* [EXERCISE DESCRIPTION]: Rewrite every one of the rows below so that "thickest part" becomes "widest part", keeping all other wording the same.

Stored entries:
========================================================================
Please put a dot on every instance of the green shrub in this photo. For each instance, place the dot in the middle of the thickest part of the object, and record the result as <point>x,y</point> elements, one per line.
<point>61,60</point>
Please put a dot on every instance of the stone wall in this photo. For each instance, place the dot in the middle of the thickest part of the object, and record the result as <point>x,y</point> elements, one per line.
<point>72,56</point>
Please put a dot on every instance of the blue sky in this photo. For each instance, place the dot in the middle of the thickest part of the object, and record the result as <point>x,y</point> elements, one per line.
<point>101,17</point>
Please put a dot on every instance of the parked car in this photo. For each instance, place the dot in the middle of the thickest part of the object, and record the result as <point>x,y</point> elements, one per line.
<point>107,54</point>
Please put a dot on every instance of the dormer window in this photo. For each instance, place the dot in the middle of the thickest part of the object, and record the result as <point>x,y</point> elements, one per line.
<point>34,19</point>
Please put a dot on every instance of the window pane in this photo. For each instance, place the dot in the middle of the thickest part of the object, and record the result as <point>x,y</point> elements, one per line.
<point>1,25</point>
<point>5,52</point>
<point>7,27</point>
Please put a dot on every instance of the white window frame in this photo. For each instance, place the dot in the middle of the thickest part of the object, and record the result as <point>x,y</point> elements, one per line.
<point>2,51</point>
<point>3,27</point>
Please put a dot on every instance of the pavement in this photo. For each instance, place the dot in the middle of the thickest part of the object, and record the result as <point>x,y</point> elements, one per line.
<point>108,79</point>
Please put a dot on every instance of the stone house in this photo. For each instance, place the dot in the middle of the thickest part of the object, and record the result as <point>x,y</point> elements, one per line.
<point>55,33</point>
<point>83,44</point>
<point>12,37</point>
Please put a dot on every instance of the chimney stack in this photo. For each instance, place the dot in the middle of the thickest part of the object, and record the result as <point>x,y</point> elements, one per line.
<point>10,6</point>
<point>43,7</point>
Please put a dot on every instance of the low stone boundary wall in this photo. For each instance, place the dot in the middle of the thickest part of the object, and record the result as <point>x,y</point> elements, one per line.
========================================================================
* [WRITTEN RESPONSE]:
Please put a dot on every instance of the green shrub in this photo. For each instance, place the dot in the middle of the widest part of the object, and record the result as <point>x,y</point> elements, one per line.
<point>61,60</point>
Please put a dot on every instance of the stone wall in this photo. For each instance, place the dot in the middle of the widest part of the object, and record the result as <point>x,y</point> elements, one per line.
<point>72,56</point>
Please put a dot on every instance of the blue sky in this photo. For each instance, place the dot in the middle of the widest part of the object, and record the result as <point>x,y</point> elements, one per line.
<point>101,17</point>
Please put a dot on every instance of the parked car in this photo. For each instance, place the dot in the middle of the widest part of the object, and record the result as <point>x,y</point> elements, one per line.
<point>107,54</point>
Please put a dot on every instance of the dormer window in this photo. For each instance, place the dot in the middle of the widest part of the object, and record the result as <point>x,y</point> elements, one per line.
<point>34,19</point>
Please put a dot on every instance of the window pane in this photo. For each instance, place the dot in the middle of the widest part of the object, and record the result as <point>x,y</point> elements, one per line.
<point>1,25</point>
<point>5,52</point>
<point>7,27</point>
Please put a dot on every instance of the white window frame in this photo. For each instance, place the dot in the middle of the widest part of the object, and record the result as <point>x,y</point> elements, one per line.
<point>2,51</point>
<point>3,27</point>
Please put a dot on every instance of the pavement in this photo. For each instance, place the dot in the middle of the widest part of the object, and record the result as <point>x,y</point> elements, one per line.
<point>108,79</point>
Please put a dot on every instance of the stone house in this photo. For each instance, place the dot in the middle of the widest part of the object, and record the result as <point>x,y</point> elements, one per line.
<point>55,33</point>
<point>83,44</point>
<point>12,37</point>
Please put a dot on every instance of the chimney stack in this photo. For each instance, place the dot in the middle of the widest part of the object, and record the result as <point>x,y</point> elements, one per line.
<point>10,6</point>
<point>43,7</point>
Please put a dot on every instance of the low stone boundary wall in this photo. For each instance, place the dot in the middle of the widest part of the object, and record the result as <point>x,y</point> elements, one per line.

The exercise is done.